* RECORD EXCERPTS *
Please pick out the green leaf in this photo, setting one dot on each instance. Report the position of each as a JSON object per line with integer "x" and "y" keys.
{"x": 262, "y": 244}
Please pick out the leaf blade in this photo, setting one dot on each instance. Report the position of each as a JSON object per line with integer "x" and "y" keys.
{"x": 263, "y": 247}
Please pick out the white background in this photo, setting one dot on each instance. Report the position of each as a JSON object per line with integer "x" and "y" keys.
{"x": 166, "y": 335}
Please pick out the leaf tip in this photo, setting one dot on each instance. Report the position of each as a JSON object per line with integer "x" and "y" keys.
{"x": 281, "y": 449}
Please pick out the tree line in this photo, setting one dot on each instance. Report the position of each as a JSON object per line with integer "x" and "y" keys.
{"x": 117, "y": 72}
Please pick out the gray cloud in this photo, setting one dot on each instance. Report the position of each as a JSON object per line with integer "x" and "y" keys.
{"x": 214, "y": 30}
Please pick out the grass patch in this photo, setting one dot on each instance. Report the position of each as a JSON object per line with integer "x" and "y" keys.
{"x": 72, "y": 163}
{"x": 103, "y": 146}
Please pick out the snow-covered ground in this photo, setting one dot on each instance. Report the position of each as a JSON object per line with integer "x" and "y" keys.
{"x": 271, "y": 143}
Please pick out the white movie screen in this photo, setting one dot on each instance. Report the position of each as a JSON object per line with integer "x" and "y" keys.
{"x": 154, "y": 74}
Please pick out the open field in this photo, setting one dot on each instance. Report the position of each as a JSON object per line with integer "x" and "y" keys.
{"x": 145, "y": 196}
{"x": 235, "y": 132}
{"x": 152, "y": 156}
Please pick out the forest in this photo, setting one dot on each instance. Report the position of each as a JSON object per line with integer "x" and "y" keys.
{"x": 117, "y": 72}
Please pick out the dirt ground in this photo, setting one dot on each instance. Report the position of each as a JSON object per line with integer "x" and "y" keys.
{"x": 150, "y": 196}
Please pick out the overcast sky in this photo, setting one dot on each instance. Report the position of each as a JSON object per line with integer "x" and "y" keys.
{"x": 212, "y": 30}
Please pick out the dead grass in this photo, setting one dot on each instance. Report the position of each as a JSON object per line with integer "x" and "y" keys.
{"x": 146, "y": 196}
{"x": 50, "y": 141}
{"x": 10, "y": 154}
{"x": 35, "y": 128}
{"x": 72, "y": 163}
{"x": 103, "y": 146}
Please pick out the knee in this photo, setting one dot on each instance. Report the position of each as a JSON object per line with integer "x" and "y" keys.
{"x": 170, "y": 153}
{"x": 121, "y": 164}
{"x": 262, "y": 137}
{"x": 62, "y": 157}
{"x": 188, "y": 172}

* EXERCISE PROMPT *
What must be returned is the line with "Please pick out the forest" plus every line after it to the end of the entries, exactly as they appear.

* ANSWER BOX *
Please pick out the forest in this photo, setting one dot on each instance. Report the position of each as a JSON object per line with integer "x" and "y" keys.
{"x": 117, "y": 72}
Please pick out the dirt ground in this photo, setting one dot on each instance. Report the position of each as a JSON object per line with integer "x" and "y" keys.
{"x": 150, "y": 196}
Please pick out the overcast sky in this photo, setting one dot on each instance. Report the position of each as a JSON object per line with integer "x" and "y" keys.
{"x": 212, "y": 30}
Please pick out the dead grass in this photo, setting one dot on each instance. Report the position of each as a JSON object per line with integer "x" and "y" keys.
{"x": 146, "y": 196}
{"x": 50, "y": 141}
{"x": 10, "y": 154}
{"x": 35, "y": 128}
{"x": 72, "y": 163}
{"x": 103, "y": 146}
Please pick out the knee in this photo, setting one dot on each instance. Report the position of each as a JSON object per line with integer "x" and "y" keys.
{"x": 170, "y": 153}
{"x": 121, "y": 164}
{"x": 262, "y": 137}
{"x": 62, "y": 157}
{"x": 188, "y": 172}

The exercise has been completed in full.